** Exercise objective **
Start with the first line of the data and end with the line that holds "Target — dark cloud."; write out each one exactly.

** Extracted data entries **
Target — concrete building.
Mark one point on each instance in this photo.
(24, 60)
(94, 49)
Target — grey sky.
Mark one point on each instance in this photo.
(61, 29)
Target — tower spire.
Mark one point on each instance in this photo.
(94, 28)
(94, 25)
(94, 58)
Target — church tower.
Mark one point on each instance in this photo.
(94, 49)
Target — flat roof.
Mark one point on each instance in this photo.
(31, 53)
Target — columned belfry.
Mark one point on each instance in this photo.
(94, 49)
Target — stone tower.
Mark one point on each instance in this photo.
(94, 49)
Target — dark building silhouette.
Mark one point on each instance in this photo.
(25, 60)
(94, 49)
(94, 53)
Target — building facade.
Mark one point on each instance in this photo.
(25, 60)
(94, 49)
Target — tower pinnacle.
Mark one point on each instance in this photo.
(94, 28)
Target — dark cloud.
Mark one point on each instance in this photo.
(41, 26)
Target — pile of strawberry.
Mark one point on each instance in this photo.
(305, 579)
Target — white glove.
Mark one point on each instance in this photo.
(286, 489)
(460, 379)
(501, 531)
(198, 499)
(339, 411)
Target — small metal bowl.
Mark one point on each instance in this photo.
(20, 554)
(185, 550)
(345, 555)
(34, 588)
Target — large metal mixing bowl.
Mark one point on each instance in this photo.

** Response **
Target — concrete building.
Mark one point on each instance in this photo.
(24, 60)
(94, 49)
Target — grey sky.
Mark one point on each instance in this photo.
(61, 29)
Target — tower spire.
Mark one point on each instance in this photo.
(94, 28)
(94, 25)
(94, 58)
Target — church tower.
Mark one point on each instance in this photo.
(94, 49)
Target — flat roof.
Mark one point on each instance in this photo.
(31, 53)
Target — columned belfry.
Mark one point on each instance in this photo.
(94, 49)
Target — stone tower.
Mark one point on each instance in this photo.
(94, 49)
Target — dark building silhouette.
Mark one point on each instance in this photo.
(25, 60)
(94, 49)
(94, 53)
Target — building facade.
Mark one point on each instance in this photo.
(25, 60)
(94, 49)
Target — tower pinnacle.
Mark one point on each instance in this photo.
(94, 28)
Target — dark cloud.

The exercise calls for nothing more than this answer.